▶ _REQUIRED WORK_
Identify each line in the items below that contains the word "beige" and copy those lines out unchanged.

▶ _INFORMATION SHOWN_
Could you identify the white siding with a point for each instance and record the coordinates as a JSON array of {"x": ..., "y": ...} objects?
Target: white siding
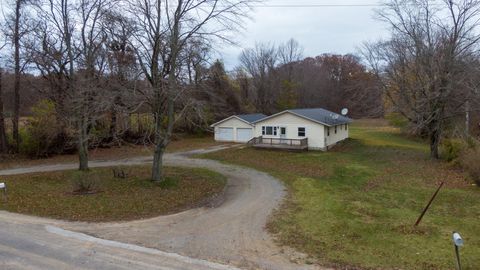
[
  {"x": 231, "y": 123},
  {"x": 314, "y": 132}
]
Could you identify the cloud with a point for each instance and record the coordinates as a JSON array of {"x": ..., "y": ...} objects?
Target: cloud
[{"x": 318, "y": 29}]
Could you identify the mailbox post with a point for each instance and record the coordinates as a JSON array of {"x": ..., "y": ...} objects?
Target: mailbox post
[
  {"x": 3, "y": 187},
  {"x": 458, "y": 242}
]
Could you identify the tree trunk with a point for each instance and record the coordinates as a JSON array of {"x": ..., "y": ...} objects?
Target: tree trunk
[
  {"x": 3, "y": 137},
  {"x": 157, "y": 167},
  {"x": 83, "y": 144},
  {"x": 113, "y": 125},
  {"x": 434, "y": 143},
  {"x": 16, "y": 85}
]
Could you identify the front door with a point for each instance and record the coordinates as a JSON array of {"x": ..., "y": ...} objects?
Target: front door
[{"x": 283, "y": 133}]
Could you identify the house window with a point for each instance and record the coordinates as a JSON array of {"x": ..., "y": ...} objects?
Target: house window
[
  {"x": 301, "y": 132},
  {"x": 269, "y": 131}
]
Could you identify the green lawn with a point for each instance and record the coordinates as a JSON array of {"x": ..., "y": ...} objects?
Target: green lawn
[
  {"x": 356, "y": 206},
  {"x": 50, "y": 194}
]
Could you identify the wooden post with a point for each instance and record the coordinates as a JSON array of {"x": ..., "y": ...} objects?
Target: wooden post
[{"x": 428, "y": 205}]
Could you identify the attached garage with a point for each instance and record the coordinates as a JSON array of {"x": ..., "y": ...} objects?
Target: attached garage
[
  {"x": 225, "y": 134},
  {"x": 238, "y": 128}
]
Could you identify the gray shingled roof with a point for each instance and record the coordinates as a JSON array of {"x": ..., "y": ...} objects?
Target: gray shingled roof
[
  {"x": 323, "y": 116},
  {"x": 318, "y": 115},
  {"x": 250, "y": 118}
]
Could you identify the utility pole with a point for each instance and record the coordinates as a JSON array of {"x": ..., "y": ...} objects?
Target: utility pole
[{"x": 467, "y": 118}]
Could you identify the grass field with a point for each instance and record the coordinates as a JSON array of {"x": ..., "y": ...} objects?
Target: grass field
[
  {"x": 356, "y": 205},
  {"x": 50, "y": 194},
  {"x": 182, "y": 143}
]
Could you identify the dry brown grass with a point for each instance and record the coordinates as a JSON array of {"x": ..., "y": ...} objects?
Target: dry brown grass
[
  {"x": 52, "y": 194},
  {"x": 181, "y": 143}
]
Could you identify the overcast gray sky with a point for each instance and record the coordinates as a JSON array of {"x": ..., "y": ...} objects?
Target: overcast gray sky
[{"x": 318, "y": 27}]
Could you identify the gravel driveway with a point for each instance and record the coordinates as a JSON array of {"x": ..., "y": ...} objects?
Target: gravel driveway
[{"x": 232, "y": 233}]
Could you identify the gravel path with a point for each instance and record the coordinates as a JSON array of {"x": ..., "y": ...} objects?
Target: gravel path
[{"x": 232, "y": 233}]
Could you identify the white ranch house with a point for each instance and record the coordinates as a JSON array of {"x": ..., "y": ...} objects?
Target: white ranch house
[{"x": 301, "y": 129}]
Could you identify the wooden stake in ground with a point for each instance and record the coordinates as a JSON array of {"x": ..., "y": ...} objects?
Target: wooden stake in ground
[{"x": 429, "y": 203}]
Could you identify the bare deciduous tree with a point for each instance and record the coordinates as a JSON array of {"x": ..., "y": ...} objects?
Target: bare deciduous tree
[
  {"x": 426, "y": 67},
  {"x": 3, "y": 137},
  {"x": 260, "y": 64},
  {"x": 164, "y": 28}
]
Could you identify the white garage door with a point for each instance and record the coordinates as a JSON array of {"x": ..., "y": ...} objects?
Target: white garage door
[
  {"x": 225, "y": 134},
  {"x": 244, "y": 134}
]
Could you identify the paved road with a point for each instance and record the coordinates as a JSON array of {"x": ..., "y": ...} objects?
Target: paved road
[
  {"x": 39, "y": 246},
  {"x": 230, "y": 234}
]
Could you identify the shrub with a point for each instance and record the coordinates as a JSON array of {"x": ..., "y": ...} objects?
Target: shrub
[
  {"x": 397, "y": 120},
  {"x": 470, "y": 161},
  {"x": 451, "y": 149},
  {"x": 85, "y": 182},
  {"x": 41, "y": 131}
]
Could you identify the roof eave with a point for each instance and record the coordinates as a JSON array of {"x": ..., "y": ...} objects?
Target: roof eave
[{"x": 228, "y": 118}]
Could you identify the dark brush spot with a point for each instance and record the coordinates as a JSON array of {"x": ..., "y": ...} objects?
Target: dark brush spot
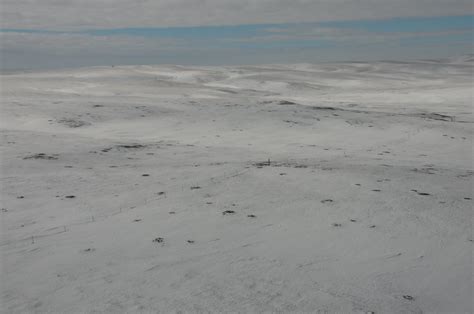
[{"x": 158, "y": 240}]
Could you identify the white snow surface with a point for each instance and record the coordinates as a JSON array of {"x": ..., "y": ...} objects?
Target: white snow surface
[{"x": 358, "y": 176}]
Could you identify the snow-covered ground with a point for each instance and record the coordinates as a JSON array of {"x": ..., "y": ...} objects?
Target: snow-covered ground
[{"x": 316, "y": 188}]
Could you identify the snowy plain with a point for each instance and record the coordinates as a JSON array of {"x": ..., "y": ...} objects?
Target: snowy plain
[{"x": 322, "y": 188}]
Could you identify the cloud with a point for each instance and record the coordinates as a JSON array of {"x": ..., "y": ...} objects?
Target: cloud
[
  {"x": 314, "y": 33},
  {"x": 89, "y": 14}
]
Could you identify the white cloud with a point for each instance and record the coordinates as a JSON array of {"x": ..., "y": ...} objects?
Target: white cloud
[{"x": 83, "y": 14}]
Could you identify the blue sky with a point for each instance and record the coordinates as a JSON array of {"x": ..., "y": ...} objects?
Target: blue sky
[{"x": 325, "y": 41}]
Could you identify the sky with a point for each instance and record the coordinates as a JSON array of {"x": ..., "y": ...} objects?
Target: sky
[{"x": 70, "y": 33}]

...

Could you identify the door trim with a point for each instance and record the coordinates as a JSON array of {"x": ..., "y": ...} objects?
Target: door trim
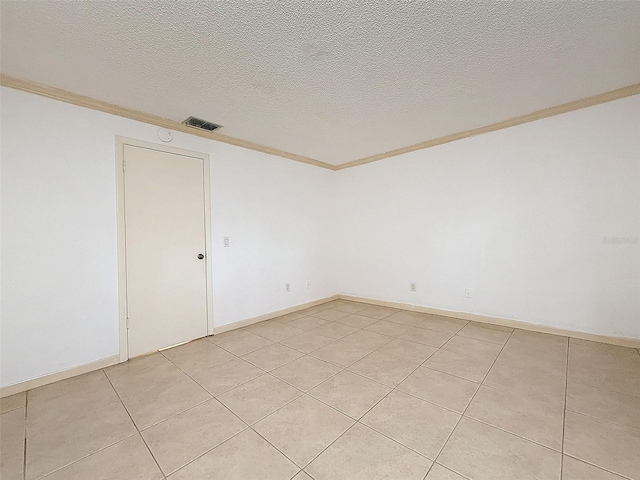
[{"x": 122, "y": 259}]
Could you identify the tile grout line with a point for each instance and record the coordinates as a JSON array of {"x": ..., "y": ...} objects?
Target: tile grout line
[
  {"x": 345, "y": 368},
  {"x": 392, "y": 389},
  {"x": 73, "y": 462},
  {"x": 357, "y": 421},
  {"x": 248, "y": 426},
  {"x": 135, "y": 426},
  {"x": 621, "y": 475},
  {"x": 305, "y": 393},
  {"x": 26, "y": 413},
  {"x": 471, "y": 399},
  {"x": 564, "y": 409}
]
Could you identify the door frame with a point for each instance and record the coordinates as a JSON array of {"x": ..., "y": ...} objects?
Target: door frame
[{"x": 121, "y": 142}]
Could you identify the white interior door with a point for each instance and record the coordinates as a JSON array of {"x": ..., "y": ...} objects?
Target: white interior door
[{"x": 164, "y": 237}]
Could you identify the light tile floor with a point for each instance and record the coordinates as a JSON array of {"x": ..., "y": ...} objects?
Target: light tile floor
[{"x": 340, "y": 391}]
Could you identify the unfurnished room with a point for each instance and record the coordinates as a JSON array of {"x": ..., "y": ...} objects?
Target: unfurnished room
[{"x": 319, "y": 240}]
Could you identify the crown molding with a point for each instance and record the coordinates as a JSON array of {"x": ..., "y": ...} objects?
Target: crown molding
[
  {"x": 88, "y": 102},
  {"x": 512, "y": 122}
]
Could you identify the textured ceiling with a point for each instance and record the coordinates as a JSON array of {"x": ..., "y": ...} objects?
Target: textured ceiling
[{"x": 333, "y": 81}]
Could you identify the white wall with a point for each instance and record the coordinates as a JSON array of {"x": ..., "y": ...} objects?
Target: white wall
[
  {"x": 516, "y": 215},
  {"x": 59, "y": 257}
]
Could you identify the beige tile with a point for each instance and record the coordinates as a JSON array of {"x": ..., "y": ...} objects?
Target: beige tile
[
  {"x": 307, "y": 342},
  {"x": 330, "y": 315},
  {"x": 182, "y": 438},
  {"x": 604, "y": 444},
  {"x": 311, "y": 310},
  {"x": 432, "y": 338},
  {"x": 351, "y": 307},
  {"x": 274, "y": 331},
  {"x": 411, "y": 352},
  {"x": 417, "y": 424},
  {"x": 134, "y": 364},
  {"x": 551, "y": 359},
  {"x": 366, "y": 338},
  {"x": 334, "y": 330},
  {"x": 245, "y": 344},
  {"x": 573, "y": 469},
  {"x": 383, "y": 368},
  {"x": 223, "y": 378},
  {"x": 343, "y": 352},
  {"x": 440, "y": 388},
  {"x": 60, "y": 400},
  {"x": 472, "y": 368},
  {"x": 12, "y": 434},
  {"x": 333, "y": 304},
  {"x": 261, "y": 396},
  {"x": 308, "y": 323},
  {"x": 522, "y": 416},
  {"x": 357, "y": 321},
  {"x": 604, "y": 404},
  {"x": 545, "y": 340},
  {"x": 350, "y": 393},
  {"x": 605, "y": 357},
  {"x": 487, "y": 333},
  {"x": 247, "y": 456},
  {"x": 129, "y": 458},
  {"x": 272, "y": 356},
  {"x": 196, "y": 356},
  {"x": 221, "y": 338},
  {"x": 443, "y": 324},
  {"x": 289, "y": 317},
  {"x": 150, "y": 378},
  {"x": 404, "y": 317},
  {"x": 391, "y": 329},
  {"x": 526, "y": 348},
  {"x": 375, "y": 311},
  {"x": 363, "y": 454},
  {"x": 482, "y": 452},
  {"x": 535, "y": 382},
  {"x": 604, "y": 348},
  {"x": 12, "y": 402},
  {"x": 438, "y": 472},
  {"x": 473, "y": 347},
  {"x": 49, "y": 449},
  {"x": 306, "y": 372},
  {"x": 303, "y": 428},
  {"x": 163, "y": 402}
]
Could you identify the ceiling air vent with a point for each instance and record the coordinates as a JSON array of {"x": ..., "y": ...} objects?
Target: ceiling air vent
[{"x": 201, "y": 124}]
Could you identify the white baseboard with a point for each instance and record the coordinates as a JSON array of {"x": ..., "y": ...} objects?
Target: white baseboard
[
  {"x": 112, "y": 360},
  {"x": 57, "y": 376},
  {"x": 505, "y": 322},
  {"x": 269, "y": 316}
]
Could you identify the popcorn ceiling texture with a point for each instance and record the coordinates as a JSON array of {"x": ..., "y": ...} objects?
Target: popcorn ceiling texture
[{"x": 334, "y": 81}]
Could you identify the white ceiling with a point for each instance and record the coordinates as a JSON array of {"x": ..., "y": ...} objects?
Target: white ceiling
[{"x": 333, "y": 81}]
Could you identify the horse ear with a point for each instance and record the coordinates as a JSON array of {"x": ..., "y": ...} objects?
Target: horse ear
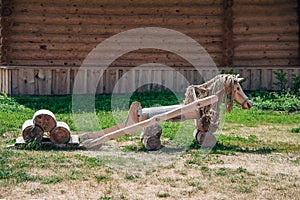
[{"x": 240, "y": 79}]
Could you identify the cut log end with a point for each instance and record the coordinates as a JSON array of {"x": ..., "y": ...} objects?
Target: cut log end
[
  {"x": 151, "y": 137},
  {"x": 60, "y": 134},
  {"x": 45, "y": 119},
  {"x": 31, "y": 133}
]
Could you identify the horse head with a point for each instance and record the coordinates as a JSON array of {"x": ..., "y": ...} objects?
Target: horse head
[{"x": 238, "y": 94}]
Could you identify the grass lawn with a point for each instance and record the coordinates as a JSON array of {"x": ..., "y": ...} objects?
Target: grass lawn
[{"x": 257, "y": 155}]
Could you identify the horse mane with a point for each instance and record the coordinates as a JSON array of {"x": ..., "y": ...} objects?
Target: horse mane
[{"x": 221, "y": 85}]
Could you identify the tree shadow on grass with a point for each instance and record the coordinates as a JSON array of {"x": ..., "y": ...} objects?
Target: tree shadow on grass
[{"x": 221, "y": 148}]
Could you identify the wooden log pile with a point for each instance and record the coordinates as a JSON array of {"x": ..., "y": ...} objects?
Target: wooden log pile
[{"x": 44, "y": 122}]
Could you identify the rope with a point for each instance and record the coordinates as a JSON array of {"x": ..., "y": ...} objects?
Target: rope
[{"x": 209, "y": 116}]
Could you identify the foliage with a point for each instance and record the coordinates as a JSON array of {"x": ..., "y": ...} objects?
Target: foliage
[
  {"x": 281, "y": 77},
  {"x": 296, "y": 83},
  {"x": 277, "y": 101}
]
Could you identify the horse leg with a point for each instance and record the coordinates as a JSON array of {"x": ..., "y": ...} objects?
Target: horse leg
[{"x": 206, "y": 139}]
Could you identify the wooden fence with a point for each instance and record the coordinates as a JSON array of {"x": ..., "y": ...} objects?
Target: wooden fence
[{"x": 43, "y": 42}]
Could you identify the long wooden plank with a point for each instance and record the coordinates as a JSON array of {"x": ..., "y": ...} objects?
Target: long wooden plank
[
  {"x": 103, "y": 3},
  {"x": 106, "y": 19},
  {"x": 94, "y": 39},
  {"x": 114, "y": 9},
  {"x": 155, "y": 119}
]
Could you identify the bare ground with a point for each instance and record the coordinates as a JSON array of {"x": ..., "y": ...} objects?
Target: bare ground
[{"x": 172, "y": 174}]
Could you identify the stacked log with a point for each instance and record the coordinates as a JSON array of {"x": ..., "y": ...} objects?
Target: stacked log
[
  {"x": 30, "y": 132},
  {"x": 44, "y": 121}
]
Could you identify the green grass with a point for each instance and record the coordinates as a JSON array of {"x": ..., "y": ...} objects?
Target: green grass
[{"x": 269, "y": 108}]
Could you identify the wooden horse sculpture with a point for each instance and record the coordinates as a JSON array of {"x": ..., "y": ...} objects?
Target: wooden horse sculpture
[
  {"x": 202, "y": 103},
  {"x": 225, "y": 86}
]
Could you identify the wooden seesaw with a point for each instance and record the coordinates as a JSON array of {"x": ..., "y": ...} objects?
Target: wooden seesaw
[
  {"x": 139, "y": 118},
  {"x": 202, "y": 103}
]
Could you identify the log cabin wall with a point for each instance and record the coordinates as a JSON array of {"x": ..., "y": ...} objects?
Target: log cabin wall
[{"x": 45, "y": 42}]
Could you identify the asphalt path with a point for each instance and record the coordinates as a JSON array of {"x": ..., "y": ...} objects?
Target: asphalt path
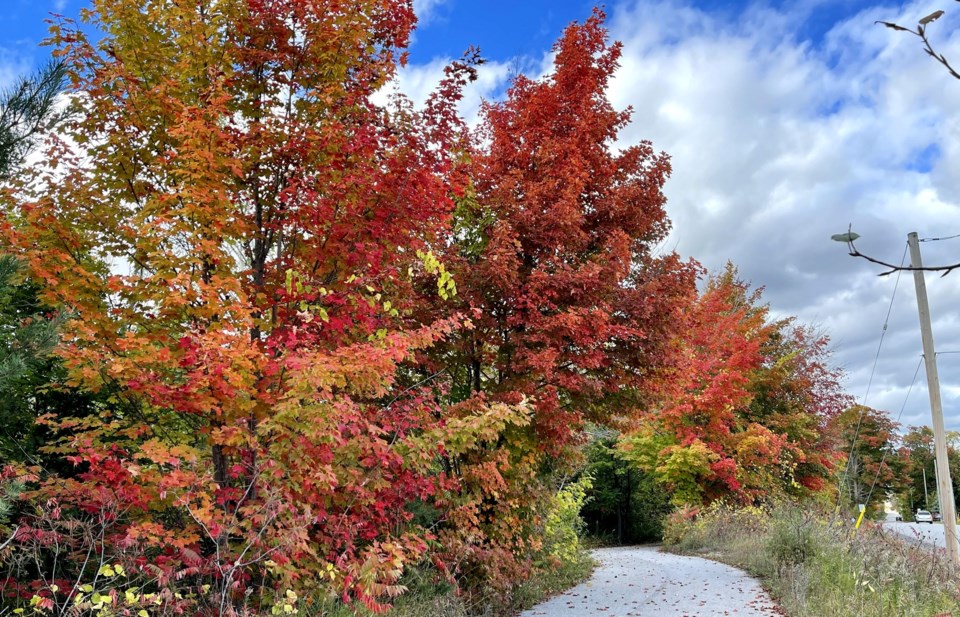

▶ _SOLUTION TO THIS TASK_
Could you identify the beige tile with a point for each instance and record the coordinates as a JSON array of {"x": ..., "y": ...} objects?
Target: beige tile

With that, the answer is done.